● SELECTED EXTRACT
--- --- ---

Our editors’ weekly take on humanitarian news, trends, and developments from around the globe. This is the last Cheat Sheet of the year. Regular programming will resume on 10 January 2025. Happy New Year, when it comes!
On our radar
Syria’s first week without al-Assad
Within a week of Syrian President Bashar al-Assad fleeing the country for Russia, Hayat Tahrir al-Sham (HTS) – the rebel group that led a rapid offensive through Idlib, Aleppo, Hama, Homs, and into Damascus – has already appointed a caretaker prime minister to run a transitional government until at least March 2025: Mohammed al-Bashir, who had been leading its de facto government in Idlib. Foreign governments, including those who donate to the aid response to Syria, are still figuring out how to engage with the group, which – at the time of writing at least – remains sanctioned as a terrorist organisation by the UN, the US, the UK, and others. While Syrians are celebrating the fall of al-Assad, they are also trying to come to terms with the horrors of his family’s 53-year rule, as thousands of prisoners have been released from notorious Sednaya prison, a centre of torture and murder. Most never made it out. With the political map of Syria now redrawn, questions remain about who will run the country and how, what will become of millions of refugees and displaced people, and how aid will be delivered in a country where needs are at their highest point since the civil war began in 2011. But despite such concerns, young people in Damascus who have lived their entire lives in the shadow of al-Assad’s brutal rule told The New Humanitarian they are hopeful they can finally help bring about positive change. Read more here.

--- --- ---

● DATA
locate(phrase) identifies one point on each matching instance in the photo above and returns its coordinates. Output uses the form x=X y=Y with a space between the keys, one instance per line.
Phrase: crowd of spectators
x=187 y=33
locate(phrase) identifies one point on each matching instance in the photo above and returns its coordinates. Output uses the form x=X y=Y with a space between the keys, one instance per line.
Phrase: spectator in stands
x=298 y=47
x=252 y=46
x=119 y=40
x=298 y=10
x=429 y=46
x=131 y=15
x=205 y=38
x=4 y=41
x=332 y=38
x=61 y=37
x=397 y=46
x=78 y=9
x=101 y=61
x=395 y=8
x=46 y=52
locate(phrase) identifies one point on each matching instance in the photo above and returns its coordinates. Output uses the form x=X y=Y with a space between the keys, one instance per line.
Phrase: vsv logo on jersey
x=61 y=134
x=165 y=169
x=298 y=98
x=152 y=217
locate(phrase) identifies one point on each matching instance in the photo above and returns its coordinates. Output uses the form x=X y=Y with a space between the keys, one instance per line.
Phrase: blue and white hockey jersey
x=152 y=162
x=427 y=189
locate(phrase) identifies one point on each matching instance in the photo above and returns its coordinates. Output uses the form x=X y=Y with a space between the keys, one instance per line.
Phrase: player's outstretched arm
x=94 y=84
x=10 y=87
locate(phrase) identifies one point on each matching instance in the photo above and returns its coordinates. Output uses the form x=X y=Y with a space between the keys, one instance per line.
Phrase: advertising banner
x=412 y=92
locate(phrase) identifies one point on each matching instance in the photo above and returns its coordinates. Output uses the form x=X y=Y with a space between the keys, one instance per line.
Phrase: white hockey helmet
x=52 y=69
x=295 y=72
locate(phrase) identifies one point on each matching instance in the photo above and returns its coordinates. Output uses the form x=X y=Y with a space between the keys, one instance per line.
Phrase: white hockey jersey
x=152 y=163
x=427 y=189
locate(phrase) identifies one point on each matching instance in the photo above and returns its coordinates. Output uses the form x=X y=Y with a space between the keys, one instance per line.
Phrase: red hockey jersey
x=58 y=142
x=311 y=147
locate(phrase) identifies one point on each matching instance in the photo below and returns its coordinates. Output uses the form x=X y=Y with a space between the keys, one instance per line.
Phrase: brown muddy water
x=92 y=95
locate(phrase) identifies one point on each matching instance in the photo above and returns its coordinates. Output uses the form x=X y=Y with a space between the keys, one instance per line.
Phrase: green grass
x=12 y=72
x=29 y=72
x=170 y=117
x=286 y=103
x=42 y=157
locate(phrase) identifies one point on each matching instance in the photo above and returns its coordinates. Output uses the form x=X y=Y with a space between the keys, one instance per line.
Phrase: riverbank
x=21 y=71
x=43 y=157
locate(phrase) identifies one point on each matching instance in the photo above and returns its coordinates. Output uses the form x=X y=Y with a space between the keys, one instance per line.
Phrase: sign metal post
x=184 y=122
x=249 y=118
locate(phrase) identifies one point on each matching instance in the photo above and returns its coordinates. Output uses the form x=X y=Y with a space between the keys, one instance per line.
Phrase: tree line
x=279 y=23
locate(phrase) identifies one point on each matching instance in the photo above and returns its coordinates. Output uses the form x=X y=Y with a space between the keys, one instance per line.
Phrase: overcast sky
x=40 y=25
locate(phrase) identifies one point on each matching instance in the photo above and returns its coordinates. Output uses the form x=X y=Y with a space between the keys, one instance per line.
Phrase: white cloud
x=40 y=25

--- --- ---

● ABOUT THIS EXERCISE
From the humanitarian news roundup, return word for word the passage that begins with the words containing "Our editors’ weekly" and ends with "when it comes!".

● SOLUTION TO THE PROBLEM
Our editors’ weekly take on humanitarian news, trends, and developments from around the globe. This is the last Cheat Sheet of the year. Regular programming will resume on 10 January 2025. Happy New Year, when it comes!